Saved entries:
:::::

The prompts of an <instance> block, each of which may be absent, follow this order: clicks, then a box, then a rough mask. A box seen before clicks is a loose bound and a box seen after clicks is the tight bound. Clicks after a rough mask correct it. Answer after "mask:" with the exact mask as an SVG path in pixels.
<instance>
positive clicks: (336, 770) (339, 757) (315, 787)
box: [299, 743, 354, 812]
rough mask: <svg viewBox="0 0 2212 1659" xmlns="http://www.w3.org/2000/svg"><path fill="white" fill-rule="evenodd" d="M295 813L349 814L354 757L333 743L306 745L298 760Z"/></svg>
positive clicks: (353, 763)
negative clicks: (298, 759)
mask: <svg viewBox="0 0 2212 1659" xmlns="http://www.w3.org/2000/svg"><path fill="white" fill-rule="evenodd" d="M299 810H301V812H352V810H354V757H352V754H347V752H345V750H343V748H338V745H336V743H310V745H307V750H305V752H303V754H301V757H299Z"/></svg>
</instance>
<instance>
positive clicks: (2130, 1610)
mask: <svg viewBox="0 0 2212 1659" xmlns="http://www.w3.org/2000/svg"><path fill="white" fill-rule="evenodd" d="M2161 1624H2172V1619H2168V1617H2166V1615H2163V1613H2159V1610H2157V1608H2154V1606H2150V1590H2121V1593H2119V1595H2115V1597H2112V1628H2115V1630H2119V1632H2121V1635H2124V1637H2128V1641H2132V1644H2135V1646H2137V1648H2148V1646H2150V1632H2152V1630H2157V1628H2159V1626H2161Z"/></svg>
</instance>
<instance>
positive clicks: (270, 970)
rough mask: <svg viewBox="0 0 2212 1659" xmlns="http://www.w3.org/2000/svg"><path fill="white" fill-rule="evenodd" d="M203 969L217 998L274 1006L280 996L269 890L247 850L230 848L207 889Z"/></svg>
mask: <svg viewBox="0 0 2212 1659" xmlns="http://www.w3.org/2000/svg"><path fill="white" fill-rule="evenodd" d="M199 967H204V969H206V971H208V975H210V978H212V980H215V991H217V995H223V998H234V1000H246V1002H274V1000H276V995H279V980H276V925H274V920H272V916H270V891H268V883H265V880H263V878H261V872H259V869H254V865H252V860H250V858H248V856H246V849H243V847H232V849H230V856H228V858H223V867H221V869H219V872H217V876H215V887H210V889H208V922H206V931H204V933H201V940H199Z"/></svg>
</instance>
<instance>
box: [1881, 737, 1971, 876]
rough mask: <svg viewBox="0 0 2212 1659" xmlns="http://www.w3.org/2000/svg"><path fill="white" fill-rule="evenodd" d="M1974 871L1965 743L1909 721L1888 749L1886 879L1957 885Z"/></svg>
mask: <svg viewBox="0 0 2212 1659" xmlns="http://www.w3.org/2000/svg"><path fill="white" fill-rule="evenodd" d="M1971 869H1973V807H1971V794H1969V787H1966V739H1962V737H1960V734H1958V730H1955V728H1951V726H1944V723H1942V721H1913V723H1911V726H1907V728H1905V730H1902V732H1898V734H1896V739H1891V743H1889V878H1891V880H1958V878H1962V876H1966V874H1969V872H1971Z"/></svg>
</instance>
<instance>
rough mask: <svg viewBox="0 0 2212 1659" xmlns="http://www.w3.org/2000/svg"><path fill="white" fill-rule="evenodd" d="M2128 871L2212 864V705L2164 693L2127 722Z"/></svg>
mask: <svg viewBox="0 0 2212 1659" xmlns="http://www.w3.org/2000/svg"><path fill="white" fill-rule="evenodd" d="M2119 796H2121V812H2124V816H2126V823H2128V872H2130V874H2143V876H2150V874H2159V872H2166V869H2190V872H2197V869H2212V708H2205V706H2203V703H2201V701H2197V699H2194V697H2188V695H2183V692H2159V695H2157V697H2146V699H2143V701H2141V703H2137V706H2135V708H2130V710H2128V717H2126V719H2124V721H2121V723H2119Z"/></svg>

:::::

_Action item:_ Reproduce every entry shown above, precisely as it stands.

_Written answer:_
The prompts of an <instance> block, each of which may be absent, follow this order: clicks, then a box, then a rough mask. A box seen before clicks is a loose bound and a box seen after clicks is the tight bound. Clicks after a rough mask correct it. Answer after "mask:" with the exact mask as an SVG path in pixels.
<instance>
positive clicks: (336, 770) (339, 757) (315, 787)
box: [299, 743, 354, 812]
rough mask: <svg viewBox="0 0 2212 1659" xmlns="http://www.w3.org/2000/svg"><path fill="white" fill-rule="evenodd" d="M295 813L349 814L354 757L333 743L306 745L298 760Z"/></svg>
positive clicks: (353, 763)
negative clicks: (298, 759)
mask: <svg viewBox="0 0 2212 1659" xmlns="http://www.w3.org/2000/svg"><path fill="white" fill-rule="evenodd" d="M299 810H301V812H352V810H354V757H352V754H347V752H345V750H343V748H338V745H336V743H310V745H307V750H305V752H303V754H301V757H299Z"/></svg>
</instance>
<instance>
positive clicks: (2130, 1610)
mask: <svg viewBox="0 0 2212 1659" xmlns="http://www.w3.org/2000/svg"><path fill="white" fill-rule="evenodd" d="M2161 1624H2172V1619H2168V1617H2166V1615H2163V1613H2159V1610H2157V1608H2154V1606H2150V1590H2121V1593H2119V1595H2115V1597H2112V1628H2115V1630H2119V1632H2121V1635H2124V1637H2128V1641H2132V1644H2135V1646H2137V1648H2148V1646H2150V1632H2152V1630H2157V1628H2159V1626H2161Z"/></svg>
</instance>
<instance>
positive clicks: (270, 970)
rough mask: <svg viewBox="0 0 2212 1659" xmlns="http://www.w3.org/2000/svg"><path fill="white" fill-rule="evenodd" d="M203 969L217 998L274 1006L280 996L269 890L247 850L230 848L207 889Z"/></svg>
mask: <svg viewBox="0 0 2212 1659" xmlns="http://www.w3.org/2000/svg"><path fill="white" fill-rule="evenodd" d="M199 967H204V969H206V971H208V975H210V978H212V980H215V991H217V995H223V998H234V1000H246V1002H274V1000H276V995H279V980H276V925H274V920H272V916H270V891H268V883H265V880H263V878H261V872H259V869H254V865H252V860H250V858H248V856H246V849H243V847H232V849H230V856H228V858H223V867H221V869H219V872H217V876H215V887H210V889H208V922H206V931H204V933H201V940H199Z"/></svg>
</instance>
<instance>
box: [1881, 737, 1971, 876]
rough mask: <svg viewBox="0 0 2212 1659" xmlns="http://www.w3.org/2000/svg"><path fill="white" fill-rule="evenodd" d="M1974 871L1965 743L1909 721L1888 749L1886 879L1957 885Z"/></svg>
mask: <svg viewBox="0 0 2212 1659" xmlns="http://www.w3.org/2000/svg"><path fill="white" fill-rule="evenodd" d="M1971 869H1973V807H1971V794H1969V787H1966V739H1962V737H1960V734H1958V730H1955V728H1951V726H1944V723H1942V721H1913V723H1911V726H1907V728H1905V730H1902V732H1898V734H1896V739H1891V743H1889V878H1891V880H1958V878H1962V876H1966V874H1969V872H1971Z"/></svg>
</instance>
<instance>
rough mask: <svg viewBox="0 0 2212 1659" xmlns="http://www.w3.org/2000/svg"><path fill="white" fill-rule="evenodd" d="M2128 871L2212 864V705L2164 693L2127 722Z"/></svg>
mask: <svg viewBox="0 0 2212 1659" xmlns="http://www.w3.org/2000/svg"><path fill="white" fill-rule="evenodd" d="M2119 796H2121V812H2124V816H2126V823H2128V872H2130V874H2143V876H2150V874H2159V872H2166V869H2190V872H2197V869H2212V708H2205V706H2203V703H2201V701H2197V699H2194V697H2188V695H2183V692H2159V695H2157V697H2146V699H2143V701H2141V703H2137V706H2135V708H2130V710H2128V717H2126V719H2124V721H2121V723H2119Z"/></svg>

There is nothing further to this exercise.